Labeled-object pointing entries
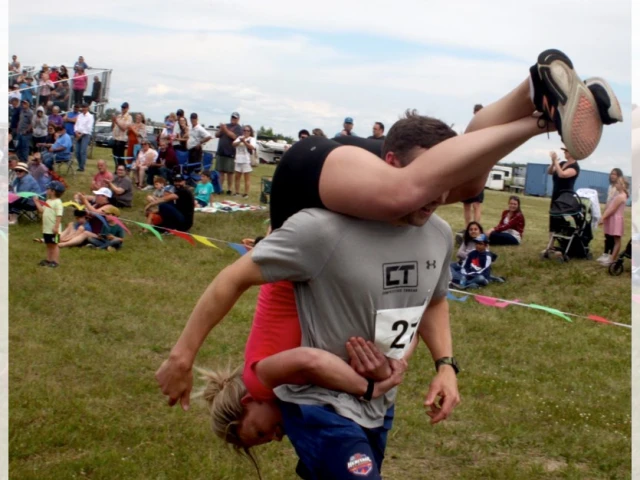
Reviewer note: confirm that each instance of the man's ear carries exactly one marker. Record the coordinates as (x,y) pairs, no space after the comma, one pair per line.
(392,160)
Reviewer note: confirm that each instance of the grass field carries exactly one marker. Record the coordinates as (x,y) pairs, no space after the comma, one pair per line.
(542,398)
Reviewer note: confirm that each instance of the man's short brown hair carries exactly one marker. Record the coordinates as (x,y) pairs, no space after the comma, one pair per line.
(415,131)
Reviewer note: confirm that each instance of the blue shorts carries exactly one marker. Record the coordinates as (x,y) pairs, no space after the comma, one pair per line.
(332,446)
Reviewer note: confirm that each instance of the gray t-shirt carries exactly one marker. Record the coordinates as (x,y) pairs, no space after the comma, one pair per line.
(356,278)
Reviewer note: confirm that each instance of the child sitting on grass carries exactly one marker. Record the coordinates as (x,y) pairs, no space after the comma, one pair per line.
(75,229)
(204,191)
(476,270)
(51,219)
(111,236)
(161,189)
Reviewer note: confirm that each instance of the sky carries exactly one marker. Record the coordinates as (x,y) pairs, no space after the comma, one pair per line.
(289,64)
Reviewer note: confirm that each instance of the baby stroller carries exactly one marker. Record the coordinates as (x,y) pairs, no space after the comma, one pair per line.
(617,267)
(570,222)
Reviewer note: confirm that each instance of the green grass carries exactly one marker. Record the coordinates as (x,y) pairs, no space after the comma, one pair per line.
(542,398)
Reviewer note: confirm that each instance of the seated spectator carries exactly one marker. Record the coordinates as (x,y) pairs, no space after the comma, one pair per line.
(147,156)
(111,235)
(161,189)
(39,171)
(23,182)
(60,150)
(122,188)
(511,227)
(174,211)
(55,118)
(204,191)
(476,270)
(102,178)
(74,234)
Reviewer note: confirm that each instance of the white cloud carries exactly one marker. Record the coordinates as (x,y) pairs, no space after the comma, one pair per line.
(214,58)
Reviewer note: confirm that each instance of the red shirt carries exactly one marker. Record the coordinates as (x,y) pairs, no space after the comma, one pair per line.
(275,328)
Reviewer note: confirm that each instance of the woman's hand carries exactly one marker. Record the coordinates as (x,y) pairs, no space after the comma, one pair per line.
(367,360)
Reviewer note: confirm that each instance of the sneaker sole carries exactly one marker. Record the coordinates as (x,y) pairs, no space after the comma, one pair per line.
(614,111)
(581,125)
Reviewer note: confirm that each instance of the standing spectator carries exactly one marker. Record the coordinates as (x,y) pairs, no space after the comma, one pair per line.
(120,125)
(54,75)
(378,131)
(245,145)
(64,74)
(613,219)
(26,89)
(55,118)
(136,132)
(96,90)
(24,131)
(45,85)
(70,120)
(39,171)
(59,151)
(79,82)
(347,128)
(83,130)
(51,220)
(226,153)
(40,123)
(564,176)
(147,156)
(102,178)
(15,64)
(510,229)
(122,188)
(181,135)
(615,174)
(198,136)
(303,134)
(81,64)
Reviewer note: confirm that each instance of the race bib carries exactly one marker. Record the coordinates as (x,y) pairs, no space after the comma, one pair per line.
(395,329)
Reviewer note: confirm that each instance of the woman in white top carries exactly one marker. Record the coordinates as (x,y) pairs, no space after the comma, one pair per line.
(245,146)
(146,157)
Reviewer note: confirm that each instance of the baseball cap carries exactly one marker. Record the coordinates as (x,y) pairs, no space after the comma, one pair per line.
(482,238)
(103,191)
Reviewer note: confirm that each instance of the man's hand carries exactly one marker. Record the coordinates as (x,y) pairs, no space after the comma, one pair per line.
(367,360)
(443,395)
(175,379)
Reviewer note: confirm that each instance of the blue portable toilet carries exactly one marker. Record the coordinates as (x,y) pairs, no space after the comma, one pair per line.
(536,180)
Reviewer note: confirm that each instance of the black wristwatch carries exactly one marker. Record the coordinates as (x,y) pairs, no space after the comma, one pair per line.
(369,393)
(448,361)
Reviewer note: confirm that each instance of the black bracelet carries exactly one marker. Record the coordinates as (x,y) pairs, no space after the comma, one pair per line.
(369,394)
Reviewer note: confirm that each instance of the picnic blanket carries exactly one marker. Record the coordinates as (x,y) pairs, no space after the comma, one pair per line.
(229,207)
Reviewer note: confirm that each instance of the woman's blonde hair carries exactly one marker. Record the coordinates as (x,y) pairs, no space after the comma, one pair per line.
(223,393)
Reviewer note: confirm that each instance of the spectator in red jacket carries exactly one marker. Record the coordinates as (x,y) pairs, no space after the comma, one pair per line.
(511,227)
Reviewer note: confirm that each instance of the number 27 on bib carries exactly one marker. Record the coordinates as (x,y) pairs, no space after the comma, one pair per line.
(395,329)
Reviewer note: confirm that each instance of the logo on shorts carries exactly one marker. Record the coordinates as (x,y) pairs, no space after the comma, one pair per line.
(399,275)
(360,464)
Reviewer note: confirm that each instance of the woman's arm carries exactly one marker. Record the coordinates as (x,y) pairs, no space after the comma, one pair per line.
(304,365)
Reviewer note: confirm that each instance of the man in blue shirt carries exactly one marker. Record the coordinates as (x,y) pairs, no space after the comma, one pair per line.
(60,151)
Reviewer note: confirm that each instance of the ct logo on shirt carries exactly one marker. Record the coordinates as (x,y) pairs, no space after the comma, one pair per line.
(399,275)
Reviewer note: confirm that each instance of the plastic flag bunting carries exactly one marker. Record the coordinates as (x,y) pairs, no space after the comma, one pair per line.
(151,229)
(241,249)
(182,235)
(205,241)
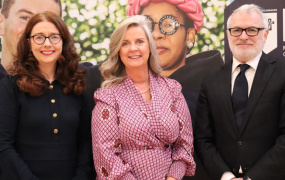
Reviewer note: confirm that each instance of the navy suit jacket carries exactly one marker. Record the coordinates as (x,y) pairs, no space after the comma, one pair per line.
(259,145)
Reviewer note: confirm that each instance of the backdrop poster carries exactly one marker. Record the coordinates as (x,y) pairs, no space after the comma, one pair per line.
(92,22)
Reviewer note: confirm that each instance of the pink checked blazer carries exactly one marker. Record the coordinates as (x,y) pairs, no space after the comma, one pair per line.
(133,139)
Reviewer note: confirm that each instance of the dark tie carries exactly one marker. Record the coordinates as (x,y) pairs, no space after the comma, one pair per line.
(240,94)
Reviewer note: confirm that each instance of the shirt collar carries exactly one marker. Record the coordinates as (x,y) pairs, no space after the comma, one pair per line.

EXERCISE TASK -> Reproduce the lines from the one containing "Reviewer note: confirm that each instance of the backdrop" to the end of the entries, keeping both ends and adding nothing.

EXERCISE ANSWER ->
Reviewer note: confirm that each instance of the backdrop poster carries exactly one marker. Record the coordinates as (x,y) pairs, no space after the comma, one pair per line.
(92,22)
Reviewer note: confirm that each instance of the pink checked blazer carries exactly one marker. Record the coordinates as (x,y) pairs, no space after the comma, one pair per line.
(133,139)
Reviewer note: confirm that each instance of the dark tie carries exactly one marker. Record the coordinates as (x,y) pairs, no space after the comma, one pair per line.
(240,94)
Reviewer note: confirm that each instance of the shirt collar carries exactly one marker. Record the coordinates as (x,y) pairs, no space after the comma, one pair per line.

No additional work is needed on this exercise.